Problem to work on:
Every line in the listing is to be echoed verbatim.

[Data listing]
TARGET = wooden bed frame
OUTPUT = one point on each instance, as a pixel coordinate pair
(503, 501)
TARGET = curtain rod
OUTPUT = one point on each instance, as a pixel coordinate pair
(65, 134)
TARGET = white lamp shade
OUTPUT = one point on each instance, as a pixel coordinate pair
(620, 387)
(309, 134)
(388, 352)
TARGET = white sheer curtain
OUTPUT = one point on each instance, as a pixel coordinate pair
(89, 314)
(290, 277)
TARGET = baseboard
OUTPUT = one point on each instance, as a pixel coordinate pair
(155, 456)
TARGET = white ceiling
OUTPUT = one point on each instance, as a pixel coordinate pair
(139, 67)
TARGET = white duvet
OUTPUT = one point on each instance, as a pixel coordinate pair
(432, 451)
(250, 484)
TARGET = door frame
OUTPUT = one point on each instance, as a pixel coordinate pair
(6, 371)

Task result:
TARGET = wooden bed frame
OUTPUT = one point on each instance, as a pixel coordinate pair
(503, 501)
TARGET = curtain rod
OUTPUT = one point on each instance, as a pixel coordinate pair
(65, 134)
TARGET = white lamp shade
OUTPUT = one point on each instance, as a pixel coordinate pair
(620, 387)
(309, 134)
(388, 352)
TARGET = white sheer curtain
OUTPUT = one point on each instance, as a pixel coordinate pair
(89, 314)
(290, 277)
TARGET = baseboard
OUTPUT = one point on each instance, as a pixel coordinate pair
(155, 456)
TARGET = white ceiling
OUTPUT = one point on each instance, as a pixel coordinate pair
(139, 67)
TARGET = white duvet
OUTPUT = one point on each instance, as a pixel coordinate pair
(432, 451)
(250, 484)
TARGET = door frame
OUTPUT = one point on each instance, as a pixel coordinate pair
(6, 371)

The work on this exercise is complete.